[start]

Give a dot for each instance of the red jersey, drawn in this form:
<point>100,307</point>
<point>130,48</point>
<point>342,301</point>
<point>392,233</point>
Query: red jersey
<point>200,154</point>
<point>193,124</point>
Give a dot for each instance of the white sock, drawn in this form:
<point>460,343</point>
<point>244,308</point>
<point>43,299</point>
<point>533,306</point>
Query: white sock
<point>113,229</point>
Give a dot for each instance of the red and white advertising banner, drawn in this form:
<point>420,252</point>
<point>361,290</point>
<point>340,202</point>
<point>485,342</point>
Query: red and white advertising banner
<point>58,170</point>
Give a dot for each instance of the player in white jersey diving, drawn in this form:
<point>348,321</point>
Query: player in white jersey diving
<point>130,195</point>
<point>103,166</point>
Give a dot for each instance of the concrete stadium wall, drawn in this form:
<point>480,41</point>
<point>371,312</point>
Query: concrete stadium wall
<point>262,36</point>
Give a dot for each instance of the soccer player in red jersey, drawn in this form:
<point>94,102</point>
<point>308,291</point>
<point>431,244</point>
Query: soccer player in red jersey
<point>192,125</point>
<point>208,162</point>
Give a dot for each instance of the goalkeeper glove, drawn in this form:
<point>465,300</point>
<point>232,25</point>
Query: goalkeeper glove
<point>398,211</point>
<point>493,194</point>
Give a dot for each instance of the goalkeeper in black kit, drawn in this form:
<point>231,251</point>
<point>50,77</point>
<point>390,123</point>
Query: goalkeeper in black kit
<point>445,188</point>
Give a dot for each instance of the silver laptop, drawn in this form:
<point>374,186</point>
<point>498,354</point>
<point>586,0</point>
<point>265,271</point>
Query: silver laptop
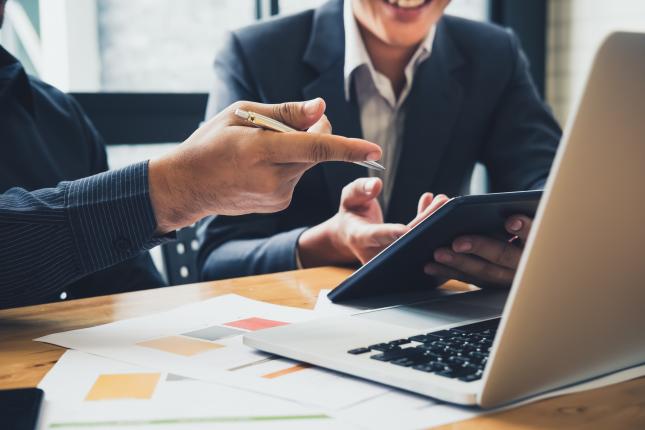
<point>575,309</point>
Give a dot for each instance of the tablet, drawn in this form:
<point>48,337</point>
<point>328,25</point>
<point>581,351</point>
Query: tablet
<point>398,269</point>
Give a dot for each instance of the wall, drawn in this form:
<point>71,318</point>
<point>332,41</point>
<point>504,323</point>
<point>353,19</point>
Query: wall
<point>576,29</point>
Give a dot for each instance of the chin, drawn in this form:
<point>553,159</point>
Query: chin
<point>407,22</point>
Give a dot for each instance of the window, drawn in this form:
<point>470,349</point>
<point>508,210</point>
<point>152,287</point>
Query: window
<point>576,29</point>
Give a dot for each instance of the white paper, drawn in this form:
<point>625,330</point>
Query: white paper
<point>175,404</point>
<point>325,307</point>
<point>355,401</point>
<point>235,364</point>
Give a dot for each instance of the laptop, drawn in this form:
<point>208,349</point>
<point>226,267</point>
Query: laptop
<point>575,309</point>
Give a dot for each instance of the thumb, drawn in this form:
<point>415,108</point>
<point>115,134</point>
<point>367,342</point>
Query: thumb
<point>299,115</point>
<point>360,191</point>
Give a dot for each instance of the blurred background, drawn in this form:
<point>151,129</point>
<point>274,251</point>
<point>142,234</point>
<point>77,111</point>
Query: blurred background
<point>142,68</point>
<point>168,46</point>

[end]

▶ _Given problem_
Could you reproduce every line of the data from the line containing "Give a dot for each instance of the player" through the line containing "<point>208,162</point>", shifting each coordinate in the answer points up by 71 and leaving the format samples and everything else unchanged?

▶ _Completed task_
Give a dot for each instance of the player in white jersey diving, drawn in this form:
<point>348,321</point>
Query: player in white jersey diving
<point>201,266</point>
<point>174,237</point>
Give a dot for each instance of the concrete stadium wall, drawn in this form:
<point>480,41</point>
<point>371,312</point>
Query: concrete stadium wall
<point>333,107</point>
Give a dot for each instance of the soccer player in red jersey, drawn in this form:
<point>94,102</point>
<point>308,291</point>
<point>431,244</point>
Query: soccer player in red jersey
<point>263,196</point>
<point>279,233</point>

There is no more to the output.